Kathmandu February 2020

Kathmandu February 2020 by Philip Blenkinsop

A little over two weeks after Nepal’s first Covid 19 case was certified on the 24th January, I alight from my Malindo cabin and wander through a sparsely populated customs area to baggage retrieval at Kathmandu’s Tribhuvan International Airport, where I count as many as 27 painstakingly string-wrapped, flat-screen televisions (a portent of the lockdown ahead perhaps) doing turns on the luggage belt, saunter past customs, and snap my way into town down Pashupati Road through an open cab window as is my wont. Little more than a week has past since the buying frenzy on face masks slowed.

The spectacle of someone wearing a mask in Kathmandu should come as no surprise; the dust and the traffic pollution alone warrants one, if you are able to put up with the discomfort, however, looking back at the scenes I shot during that week I now realise that the prevalence of covered faces marked the beginning of increased awareness and fear.

Returning to that world of Kathmandu through my images now, the doorway to that world I left behind in late February takes on the guise of a heavy and immovable stone portal, open barely a crack and I’m struck by the realisation of just how much our planet has changed, dare I say, irreversibly so, and the unlikelihood of my being able to return any time soon to be reunited with friends and a place, one of several such places, which until now has demanded a continuous dialogue with me; a dialogue which I have welcomed, embraced and nurtured.

• EXERCISE: Copy out the essay above on Kathmandu in February 2020 in full and word for word, from the title line through the last sentence.

• EXTRACTED RECORDS:

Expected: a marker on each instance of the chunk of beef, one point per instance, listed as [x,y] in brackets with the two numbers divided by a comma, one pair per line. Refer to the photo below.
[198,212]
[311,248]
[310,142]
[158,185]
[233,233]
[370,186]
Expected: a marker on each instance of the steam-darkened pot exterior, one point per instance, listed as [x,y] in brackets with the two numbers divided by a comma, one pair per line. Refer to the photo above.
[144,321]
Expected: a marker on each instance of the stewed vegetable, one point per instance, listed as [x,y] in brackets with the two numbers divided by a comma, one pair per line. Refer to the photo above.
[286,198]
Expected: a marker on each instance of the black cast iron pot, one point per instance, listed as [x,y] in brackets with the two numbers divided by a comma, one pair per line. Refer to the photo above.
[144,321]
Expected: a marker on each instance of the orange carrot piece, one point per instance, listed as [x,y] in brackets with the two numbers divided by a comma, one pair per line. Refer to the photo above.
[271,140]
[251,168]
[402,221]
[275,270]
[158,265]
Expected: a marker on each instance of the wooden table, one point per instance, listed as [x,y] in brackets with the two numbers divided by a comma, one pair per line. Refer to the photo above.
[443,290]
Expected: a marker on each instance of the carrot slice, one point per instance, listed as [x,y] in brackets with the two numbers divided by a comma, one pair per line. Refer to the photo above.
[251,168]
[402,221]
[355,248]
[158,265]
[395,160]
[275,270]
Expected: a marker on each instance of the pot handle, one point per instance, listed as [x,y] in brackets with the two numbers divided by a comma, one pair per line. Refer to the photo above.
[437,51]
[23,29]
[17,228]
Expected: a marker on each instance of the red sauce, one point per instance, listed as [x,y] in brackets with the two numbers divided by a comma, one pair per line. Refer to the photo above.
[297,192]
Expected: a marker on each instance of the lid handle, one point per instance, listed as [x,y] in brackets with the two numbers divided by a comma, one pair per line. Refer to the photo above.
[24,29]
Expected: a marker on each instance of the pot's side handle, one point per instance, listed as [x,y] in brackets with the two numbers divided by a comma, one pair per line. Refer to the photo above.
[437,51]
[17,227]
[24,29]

--

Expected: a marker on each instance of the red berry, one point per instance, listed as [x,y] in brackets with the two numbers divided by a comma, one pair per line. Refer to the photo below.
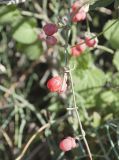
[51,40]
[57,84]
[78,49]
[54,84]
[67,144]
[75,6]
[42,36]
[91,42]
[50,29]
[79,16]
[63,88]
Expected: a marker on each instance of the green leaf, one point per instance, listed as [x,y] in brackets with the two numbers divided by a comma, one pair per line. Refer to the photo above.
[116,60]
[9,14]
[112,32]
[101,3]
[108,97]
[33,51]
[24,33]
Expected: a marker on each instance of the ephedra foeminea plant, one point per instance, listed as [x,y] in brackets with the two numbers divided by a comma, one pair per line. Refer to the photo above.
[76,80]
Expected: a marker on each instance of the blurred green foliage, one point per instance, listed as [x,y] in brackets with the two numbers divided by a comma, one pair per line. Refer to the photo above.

• ANSWER BELOW:
Kathmandu February 2020

Kathmandu February 2020 by Philip Blenkinsop

A little over two weeks after Nepal’s first Covid 19 case was certified on the 24th January, I alight from my Malindo cabin and wander through a sparsely populated customs area to baggage retrieval at Kathmandu’s Tribhuvan International Airport, where I count as many as 27 painstakingly string-wrapped, flat-screen televisions (a portent of the lockdown ahead perhaps) doing turns on the luggage belt, saunter past customs, and snap my way into town down Pashupati Road through an open cab window as is my wont. Little more than a week has past since the buying frenzy on face masks slowed.

The spectacle of someone wearing a mask in Kathmandu should come as no surprise; the dust and the traffic pollution alone warrants one, if you are able to put up with the discomfort, however, looking back at the scenes I shot during that week I now realise that the prevalence of covered faces marked the beginning of increased awareness and fear.

Returning to that world of Kathmandu through my images now, the doorway to that world I left behind in late February takes on the guise of a heavy and immovable stone portal, open barely a crack and I’m struck by the realisation of just how much our planet has changed, dare I say, irreversibly so, and the unlikelihood of my being able to return any time soon to be reunited with friends and a place, one of several such places, which until now has demanded a continuous dialogue with me; a dialogue which I have welcomed, embraced and nurtured.